◆ Brief:
Among the entries below, please repeat exactly and only the lines from the line containing "Target: blue printed wrapper" to the line containing "Where can you find the central", both lines included.

◆ Exercise input:
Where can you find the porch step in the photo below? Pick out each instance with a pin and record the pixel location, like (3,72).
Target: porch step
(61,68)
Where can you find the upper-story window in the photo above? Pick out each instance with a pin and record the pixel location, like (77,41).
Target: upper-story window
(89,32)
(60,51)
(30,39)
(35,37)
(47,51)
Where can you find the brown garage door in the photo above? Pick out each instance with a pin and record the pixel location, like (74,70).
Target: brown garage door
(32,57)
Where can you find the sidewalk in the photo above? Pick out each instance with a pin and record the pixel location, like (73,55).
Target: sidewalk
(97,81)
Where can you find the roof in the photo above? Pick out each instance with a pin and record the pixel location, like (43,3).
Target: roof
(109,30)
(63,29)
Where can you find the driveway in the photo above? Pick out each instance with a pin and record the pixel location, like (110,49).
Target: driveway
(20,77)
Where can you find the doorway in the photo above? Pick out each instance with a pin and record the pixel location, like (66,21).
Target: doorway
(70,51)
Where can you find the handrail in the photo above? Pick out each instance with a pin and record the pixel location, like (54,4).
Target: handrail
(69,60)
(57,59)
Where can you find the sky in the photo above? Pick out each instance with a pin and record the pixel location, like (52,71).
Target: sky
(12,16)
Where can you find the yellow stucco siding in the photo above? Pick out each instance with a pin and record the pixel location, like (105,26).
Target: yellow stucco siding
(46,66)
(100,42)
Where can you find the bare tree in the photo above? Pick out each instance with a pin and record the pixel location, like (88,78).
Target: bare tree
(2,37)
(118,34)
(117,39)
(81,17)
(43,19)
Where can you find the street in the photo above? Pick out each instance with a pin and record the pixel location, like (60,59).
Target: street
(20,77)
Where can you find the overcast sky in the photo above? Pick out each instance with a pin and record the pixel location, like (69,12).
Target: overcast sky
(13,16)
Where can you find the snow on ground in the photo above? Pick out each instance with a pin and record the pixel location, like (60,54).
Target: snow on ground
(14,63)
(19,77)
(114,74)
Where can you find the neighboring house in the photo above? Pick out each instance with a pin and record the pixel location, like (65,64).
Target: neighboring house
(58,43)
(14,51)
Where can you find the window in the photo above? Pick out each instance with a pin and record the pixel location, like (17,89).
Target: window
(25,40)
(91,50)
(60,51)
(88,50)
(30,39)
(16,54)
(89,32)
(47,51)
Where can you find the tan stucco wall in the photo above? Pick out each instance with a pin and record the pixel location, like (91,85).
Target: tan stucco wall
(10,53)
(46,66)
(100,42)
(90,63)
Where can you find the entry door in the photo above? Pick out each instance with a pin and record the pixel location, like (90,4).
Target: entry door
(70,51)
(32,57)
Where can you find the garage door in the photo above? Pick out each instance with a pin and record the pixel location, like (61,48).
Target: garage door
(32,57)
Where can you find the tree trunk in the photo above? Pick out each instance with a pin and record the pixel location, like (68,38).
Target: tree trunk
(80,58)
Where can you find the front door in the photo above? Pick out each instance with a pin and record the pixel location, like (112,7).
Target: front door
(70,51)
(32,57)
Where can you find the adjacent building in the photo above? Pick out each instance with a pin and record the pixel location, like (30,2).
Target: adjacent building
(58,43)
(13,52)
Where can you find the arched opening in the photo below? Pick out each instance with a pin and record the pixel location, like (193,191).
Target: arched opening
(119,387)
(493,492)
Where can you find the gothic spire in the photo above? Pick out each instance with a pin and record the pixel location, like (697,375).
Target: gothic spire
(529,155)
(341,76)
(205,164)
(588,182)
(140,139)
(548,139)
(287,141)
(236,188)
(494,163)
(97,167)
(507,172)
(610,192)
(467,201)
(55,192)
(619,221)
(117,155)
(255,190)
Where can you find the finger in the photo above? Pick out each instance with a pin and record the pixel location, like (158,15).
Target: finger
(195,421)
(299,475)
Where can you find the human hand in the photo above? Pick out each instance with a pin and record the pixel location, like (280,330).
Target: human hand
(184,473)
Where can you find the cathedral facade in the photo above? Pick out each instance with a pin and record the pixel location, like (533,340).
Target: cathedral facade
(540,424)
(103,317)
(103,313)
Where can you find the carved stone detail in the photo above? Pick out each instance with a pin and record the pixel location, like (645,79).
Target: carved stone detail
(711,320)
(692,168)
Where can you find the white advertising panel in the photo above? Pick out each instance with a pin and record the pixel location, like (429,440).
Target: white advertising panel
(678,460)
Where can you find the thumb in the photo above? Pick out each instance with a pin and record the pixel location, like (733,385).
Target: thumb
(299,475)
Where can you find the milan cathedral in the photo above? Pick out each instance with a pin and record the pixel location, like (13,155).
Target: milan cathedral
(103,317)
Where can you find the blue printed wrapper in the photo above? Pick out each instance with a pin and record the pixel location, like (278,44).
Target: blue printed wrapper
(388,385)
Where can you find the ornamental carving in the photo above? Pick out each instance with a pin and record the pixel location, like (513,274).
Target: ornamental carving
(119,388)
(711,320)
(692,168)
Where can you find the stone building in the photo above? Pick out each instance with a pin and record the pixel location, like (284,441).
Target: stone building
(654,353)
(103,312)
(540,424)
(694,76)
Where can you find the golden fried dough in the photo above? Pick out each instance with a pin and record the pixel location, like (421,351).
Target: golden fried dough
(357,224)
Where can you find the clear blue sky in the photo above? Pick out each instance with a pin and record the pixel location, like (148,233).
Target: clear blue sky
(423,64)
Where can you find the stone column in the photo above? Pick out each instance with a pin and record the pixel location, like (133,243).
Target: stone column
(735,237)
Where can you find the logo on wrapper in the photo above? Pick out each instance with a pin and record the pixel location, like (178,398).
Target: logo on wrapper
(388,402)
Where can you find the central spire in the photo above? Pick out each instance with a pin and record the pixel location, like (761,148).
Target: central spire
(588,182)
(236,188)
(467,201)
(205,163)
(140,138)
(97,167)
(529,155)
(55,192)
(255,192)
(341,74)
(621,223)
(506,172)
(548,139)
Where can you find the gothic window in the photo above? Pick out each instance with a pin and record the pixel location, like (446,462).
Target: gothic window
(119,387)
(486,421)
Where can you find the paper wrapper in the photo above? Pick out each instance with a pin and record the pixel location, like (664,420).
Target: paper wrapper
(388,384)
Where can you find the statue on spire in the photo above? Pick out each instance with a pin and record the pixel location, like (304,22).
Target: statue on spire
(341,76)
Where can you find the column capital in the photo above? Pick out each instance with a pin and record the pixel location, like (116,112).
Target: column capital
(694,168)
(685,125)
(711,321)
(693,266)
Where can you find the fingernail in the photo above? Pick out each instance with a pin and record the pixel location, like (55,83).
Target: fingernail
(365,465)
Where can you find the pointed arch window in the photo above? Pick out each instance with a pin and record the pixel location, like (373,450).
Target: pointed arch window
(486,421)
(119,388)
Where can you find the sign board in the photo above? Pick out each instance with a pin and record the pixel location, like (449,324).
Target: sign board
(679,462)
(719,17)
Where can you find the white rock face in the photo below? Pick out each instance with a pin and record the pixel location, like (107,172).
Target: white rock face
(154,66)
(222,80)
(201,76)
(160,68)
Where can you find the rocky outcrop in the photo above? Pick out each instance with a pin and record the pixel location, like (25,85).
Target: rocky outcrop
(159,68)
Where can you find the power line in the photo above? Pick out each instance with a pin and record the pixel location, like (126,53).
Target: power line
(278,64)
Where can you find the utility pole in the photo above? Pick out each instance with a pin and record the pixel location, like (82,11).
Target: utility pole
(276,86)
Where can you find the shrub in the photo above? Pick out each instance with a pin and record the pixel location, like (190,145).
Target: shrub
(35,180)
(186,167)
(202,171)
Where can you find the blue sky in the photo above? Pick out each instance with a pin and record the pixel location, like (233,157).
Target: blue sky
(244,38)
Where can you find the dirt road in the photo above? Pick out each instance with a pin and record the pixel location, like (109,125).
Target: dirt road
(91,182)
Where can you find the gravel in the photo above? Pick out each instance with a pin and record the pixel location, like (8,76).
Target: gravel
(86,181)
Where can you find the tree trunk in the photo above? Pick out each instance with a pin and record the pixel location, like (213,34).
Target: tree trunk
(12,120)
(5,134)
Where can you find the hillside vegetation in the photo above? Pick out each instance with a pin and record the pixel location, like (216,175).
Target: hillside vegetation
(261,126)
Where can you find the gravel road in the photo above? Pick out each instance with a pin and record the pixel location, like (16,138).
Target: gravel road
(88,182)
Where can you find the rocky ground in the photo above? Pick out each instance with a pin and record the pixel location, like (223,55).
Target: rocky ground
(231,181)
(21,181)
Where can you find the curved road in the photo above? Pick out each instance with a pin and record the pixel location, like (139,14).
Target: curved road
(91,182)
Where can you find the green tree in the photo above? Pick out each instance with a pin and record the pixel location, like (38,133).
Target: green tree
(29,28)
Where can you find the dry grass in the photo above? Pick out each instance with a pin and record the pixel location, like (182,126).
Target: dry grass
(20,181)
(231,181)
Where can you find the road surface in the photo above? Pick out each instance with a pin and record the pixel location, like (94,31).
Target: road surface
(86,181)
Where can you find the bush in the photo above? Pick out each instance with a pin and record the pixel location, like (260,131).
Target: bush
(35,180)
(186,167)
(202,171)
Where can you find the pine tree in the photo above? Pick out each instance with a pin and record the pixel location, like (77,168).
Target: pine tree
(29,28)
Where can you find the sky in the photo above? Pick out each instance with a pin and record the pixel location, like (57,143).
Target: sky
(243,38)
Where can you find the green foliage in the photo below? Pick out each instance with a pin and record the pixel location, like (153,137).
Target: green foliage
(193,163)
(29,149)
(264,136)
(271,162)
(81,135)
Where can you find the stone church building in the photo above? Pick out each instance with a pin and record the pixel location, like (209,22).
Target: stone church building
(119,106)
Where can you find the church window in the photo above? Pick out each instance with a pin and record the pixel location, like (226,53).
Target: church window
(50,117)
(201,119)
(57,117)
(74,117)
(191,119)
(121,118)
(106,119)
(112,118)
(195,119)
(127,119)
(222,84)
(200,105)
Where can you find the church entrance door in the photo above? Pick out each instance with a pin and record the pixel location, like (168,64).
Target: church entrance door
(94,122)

◆ Answer for this exercise:
Target: blue printed wrapper
(388,385)
Where can you find the ornamental carving in the photo above? Pick out each instance with a pin and record the pixel location, like (513,274).
Target: ornamental carving
(119,388)
(711,320)
(692,168)
Where can you find the stone building in the photo above? Pick out each instance with a pin and record the pixel location, like (284,441).
Target: stone building
(654,353)
(103,312)
(540,424)
(694,76)
Where can you find the golden fried dough in the photo above? Pick out each instance with a pin and record the pixel location, like (421,351).
Target: golden fried dough
(357,224)
Where can you find the clear blue sky in the photo above? Pick out each instance with a pin and record the pixel location, like (148,233).
Target: clear blue sky
(423,64)
Where can you find the stone column in the photo above? Pick out each instance with a pin and record the pixel location, like (133,243).
Target: stone column
(735,237)
Where can you find the logo on wrapper in the photo above? Pick out each instance with a pin and record the pixel location, like (178,398).
Target: logo on wrapper
(388,402)
Where can you find the central spire in the photo above? Pick out each instance with a pin and record the pixel location, like (761,148).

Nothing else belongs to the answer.